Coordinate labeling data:

>>>

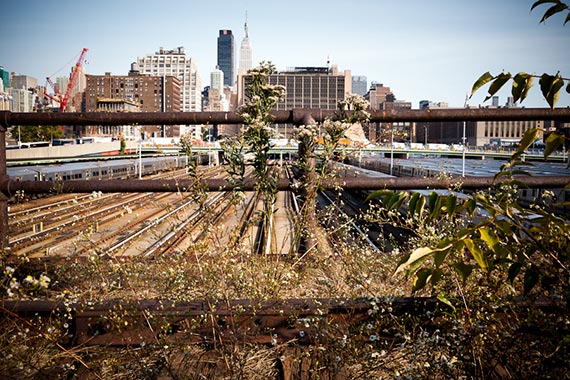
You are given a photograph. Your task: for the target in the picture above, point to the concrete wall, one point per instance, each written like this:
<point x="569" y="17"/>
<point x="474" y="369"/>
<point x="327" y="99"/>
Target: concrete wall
<point x="68" y="150"/>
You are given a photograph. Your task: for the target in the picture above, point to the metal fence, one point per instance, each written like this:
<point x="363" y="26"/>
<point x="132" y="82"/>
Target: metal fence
<point x="9" y="187"/>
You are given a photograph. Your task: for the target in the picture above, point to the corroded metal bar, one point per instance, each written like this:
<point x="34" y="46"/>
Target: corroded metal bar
<point x="10" y="187"/>
<point x="3" y="198"/>
<point x="295" y="116"/>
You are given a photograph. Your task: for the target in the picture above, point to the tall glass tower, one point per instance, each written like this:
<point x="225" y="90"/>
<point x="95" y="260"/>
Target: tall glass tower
<point x="226" y="59"/>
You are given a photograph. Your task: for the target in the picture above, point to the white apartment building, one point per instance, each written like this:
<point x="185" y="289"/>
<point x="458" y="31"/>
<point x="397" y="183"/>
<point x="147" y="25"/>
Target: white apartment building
<point x="176" y="63"/>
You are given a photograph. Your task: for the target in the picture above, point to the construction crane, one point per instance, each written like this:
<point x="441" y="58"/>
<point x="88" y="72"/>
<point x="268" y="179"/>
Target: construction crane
<point x="58" y="97"/>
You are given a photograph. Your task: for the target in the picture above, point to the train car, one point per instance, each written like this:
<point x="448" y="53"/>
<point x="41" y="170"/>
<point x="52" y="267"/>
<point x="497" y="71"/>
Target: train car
<point x="95" y="170"/>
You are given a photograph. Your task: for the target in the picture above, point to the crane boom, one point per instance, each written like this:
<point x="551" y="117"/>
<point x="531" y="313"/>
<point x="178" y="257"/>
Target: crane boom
<point x="63" y="99"/>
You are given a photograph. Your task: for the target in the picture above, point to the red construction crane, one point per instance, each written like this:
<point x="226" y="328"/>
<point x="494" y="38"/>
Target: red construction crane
<point x="62" y="99"/>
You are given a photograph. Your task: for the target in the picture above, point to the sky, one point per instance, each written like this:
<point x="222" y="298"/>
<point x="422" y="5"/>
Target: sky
<point x="423" y="50"/>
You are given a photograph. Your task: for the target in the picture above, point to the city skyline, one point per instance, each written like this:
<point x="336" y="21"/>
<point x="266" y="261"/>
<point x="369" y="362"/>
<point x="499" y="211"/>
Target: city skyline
<point x="433" y="51"/>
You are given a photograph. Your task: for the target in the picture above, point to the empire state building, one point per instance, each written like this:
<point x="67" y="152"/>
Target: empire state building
<point x="245" y="56"/>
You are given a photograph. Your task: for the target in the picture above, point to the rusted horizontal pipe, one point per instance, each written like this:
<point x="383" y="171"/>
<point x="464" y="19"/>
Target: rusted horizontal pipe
<point x="10" y="187"/>
<point x="295" y="116"/>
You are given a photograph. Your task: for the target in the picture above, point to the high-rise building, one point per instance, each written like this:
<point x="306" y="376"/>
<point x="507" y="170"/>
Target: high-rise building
<point x="217" y="79"/>
<point x="377" y="95"/>
<point x="175" y="63"/>
<point x="5" y="76"/>
<point x="306" y="87"/>
<point x="359" y="85"/>
<point x="245" y="54"/>
<point x="149" y="93"/>
<point x="226" y="60"/>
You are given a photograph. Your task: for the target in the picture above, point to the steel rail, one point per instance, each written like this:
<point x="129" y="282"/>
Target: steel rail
<point x="296" y="116"/>
<point x="9" y="187"/>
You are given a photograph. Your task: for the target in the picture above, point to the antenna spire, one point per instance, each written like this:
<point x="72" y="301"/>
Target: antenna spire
<point x="245" y="25"/>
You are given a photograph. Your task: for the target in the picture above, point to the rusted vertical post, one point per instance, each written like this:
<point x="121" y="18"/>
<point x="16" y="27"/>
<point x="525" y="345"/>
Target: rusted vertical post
<point x="308" y="189"/>
<point x="3" y="178"/>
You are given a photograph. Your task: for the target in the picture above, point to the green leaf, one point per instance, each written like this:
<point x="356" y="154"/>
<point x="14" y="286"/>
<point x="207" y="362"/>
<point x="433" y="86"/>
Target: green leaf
<point x="416" y="258"/>
<point x="490" y="238"/>
<point x="420" y="279"/>
<point x="435" y="277"/>
<point x="540" y="2"/>
<point x="478" y="255"/>
<point x="514" y="271"/>
<point x="441" y="298"/>
<point x="450" y="204"/>
<point x="550" y="86"/>
<point x="483" y="79"/>
<point x="531" y="278"/>
<point x="553" y="142"/>
<point x="522" y="82"/>
<point x="439" y="257"/>
<point x="497" y="84"/>
<point x="396" y="200"/>
<point x="553" y="10"/>
<point x="463" y="270"/>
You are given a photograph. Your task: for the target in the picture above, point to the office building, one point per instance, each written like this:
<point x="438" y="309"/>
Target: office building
<point x="477" y="134"/>
<point x="119" y="93"/>
<point x="226" y="56"/>
<point x="305" y="87"/>
<point x="23" y="82"/>
<point x="5" y="76"/>
<point x="175" y="63"/>
<point x="359" y="85"/>
<point x="217" y="79"/>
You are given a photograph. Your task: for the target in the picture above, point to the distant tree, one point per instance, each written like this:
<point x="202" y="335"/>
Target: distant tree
<point x="550" y="85"/>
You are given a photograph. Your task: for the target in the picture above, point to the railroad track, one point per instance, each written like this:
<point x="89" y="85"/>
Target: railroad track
<point x="63" y="219"/>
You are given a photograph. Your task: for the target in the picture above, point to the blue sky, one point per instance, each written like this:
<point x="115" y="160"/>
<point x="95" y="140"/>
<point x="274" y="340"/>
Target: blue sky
<point x="431" y="50"/>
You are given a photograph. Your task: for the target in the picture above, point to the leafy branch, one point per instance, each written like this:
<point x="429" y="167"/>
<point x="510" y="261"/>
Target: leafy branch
<point x="550" y="85"/>
<point x="558" y="7"/>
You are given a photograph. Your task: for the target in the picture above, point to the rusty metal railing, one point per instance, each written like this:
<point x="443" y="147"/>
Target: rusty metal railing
<point x="8" y="187"/>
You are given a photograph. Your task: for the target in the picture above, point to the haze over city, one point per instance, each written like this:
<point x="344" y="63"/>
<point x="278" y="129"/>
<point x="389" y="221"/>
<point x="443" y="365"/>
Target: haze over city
<point x="422" y="50"/>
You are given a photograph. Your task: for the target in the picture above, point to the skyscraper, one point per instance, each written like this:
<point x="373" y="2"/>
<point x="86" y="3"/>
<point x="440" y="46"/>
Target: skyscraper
<point x="226" y="56"/>
<point x="217" y="79"/>
<point x="359" y="85"/>
<point x="245" y="55"/>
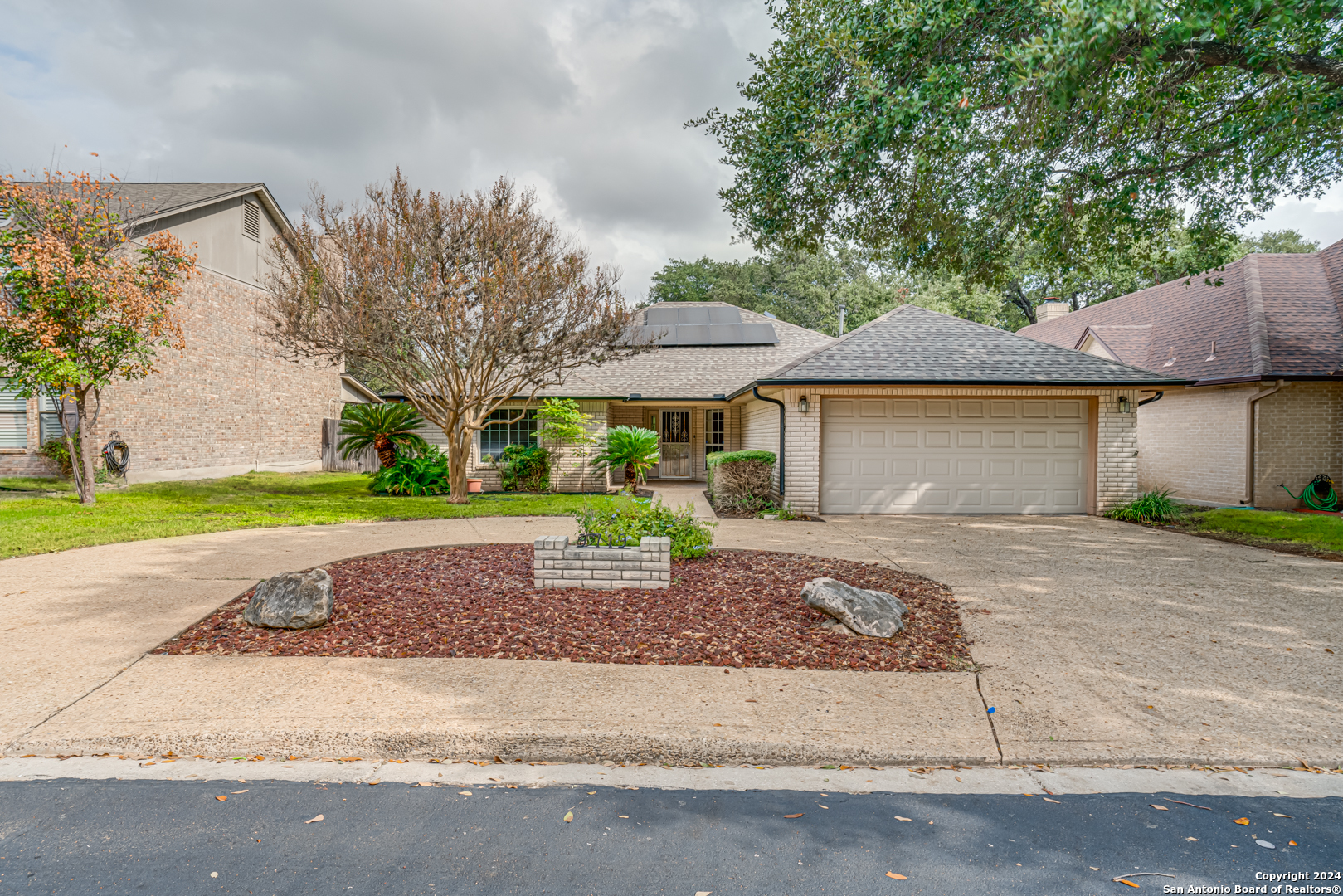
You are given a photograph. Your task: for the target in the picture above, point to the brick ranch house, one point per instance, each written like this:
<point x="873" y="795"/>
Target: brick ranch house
<point x="1263" y="353"/>
<point x="912" y="412"/>
<point x="229" y="403"/>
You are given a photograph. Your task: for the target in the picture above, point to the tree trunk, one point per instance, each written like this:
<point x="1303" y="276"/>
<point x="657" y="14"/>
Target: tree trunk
<point x="458" y="453"/>
<point x="88" y="492"/>
<point x="386" y="450"/>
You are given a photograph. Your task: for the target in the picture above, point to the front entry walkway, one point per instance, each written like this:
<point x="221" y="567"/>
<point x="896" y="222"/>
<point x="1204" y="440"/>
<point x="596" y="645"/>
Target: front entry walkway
<point x="1102" y="644"/>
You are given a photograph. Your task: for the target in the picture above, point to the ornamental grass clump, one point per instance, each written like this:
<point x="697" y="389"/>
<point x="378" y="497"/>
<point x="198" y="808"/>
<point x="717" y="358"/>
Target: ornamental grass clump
<point x="1150" y="507"/>
<point x="622" y="523"/>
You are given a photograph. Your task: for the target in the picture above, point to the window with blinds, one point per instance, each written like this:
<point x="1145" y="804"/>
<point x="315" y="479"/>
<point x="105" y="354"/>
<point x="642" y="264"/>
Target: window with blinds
<point x="49" y="419"/>
<point x="496" y="437"/>
<point x="251" y="221"/>
<point x="715" y="431"/>
<point x="13" y="418"/>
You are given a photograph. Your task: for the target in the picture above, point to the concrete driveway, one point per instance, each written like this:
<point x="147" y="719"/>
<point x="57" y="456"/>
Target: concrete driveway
<point x="1112" y="642"/>
<point x="1103" y="644"/>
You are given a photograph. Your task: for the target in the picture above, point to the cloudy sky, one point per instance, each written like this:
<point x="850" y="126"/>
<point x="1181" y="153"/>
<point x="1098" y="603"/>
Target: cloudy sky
<point x="583" y="100"/>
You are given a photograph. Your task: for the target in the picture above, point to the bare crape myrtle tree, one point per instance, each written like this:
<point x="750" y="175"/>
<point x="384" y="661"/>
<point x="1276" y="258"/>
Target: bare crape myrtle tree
<point x="462" y="303"/>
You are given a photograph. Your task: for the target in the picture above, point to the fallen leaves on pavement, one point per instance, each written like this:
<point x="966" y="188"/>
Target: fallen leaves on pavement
<point x="731" y="609"/>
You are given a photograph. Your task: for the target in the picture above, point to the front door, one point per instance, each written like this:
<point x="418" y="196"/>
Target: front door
<point x="674" y="436"/>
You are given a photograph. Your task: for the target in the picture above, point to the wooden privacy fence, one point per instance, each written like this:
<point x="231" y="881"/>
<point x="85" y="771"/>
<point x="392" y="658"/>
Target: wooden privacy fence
<point x="364" y="461"/>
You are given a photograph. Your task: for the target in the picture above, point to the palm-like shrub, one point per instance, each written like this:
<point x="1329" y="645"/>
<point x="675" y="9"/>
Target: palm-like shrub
<point x="631" y="449"/>
<point x="426" y="473"/>
<point x="387" y="427"/>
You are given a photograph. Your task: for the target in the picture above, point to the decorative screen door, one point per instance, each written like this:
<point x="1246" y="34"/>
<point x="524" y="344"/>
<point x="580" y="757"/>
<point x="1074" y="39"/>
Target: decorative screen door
<point x="676" y="445"/>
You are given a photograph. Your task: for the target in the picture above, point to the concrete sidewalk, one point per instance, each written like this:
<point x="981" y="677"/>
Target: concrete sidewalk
<point x="1103" y="644"/>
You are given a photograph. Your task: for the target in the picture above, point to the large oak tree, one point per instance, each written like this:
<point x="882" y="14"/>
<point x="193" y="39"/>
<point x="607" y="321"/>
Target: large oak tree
<point x="947" y="132"/>
<point x="461" y="303"/>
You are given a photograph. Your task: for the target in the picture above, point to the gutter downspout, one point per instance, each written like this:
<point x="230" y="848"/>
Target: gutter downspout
<point x="755" y="390"/>
<point x="1249" y="441"/>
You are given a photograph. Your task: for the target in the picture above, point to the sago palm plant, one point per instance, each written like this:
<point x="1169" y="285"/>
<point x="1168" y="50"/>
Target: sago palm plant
<point x="631" y="449"/>
<point x="387" y="427"/>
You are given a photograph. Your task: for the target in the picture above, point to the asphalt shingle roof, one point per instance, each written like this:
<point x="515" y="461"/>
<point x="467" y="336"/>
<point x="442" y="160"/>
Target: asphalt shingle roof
<point x="913" y="344"/>
<point x="1273" y="314"/>
<point x="693" y="371"/>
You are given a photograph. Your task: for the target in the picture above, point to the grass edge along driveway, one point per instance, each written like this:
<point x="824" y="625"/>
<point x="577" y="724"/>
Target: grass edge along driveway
<point x="1265" y="528"/>
<point x="254" y="500"/>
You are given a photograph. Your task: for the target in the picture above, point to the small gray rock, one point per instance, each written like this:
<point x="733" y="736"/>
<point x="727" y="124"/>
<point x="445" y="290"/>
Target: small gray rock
<point x="870" y="613"/>
<point x="292" y="601"/>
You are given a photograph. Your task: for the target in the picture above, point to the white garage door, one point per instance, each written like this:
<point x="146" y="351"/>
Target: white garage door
<point x="954" y="455"/>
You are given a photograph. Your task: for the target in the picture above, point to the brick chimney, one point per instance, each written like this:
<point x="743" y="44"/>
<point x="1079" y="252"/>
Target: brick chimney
<point x="1049" y="309"/>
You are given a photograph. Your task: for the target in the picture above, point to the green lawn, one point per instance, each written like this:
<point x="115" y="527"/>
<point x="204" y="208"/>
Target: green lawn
<point x="1265" y="527"/>
<point x="257" y="500"/>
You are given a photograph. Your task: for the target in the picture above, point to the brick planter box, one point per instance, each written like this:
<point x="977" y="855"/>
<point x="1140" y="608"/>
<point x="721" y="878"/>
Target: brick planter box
<point x="559" y="566"/>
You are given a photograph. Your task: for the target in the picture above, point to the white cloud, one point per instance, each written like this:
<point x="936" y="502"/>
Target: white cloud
<point x="585" y="101"/>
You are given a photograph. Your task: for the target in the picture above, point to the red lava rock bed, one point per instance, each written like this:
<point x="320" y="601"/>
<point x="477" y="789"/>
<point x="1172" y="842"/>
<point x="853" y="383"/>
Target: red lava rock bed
<point x="729" y="609"/>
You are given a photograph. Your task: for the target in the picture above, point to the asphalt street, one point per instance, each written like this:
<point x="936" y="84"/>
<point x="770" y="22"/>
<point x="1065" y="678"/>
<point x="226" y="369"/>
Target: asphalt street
<point x="141" y="837"/>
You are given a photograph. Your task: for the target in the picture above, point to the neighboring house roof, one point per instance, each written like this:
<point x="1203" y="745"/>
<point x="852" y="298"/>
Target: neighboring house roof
<point x="913" y="344"/>
<point x="143" y="202"/>
<point x="1275" y="316"/>
<point x="693" y="371"/>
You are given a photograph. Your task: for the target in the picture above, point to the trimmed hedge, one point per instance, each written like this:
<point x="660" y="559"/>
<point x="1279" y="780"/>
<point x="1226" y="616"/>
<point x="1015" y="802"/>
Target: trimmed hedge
<point x="728" y="457"/>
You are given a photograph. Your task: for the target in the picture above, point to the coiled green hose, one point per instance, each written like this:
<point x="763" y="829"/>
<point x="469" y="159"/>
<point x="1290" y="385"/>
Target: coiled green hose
<point x="1319" y="494"/>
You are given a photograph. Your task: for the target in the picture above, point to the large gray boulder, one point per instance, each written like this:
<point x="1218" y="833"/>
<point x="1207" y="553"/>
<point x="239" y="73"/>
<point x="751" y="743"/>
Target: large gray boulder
<point x="292" y="601"/>
<point x="872" y="613"/>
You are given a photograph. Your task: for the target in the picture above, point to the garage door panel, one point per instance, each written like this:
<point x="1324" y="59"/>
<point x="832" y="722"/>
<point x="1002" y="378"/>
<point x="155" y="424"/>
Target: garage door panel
<point x="872" y="438"/>
<point x="839" y="466"/>
<point x="1034" y="438"/>
<point x="954" y="455"/>
<point x="839" y="437"/>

<<<

__Do this__
Beginning at the line where "to the garage" appears, extract each line through the end of the data above; keep them exact and include nothing else.

__Exercise result__
You are given a photograph. Your task: for the target in the picture above, point to the garage door panel, one point per instance, each written like this:
<point x="1324" y="59"/>
<point x="832" y="722"/>
<point x="1002" y="378"/>
<point x="155" y="424"/>
Target: garage door panel
<point x="872" y="438"/>
<point x="839" y="466"/>
<point x="1034" y="438"/>
<point x="954" y="455"/>
<point x="839" y="437"/>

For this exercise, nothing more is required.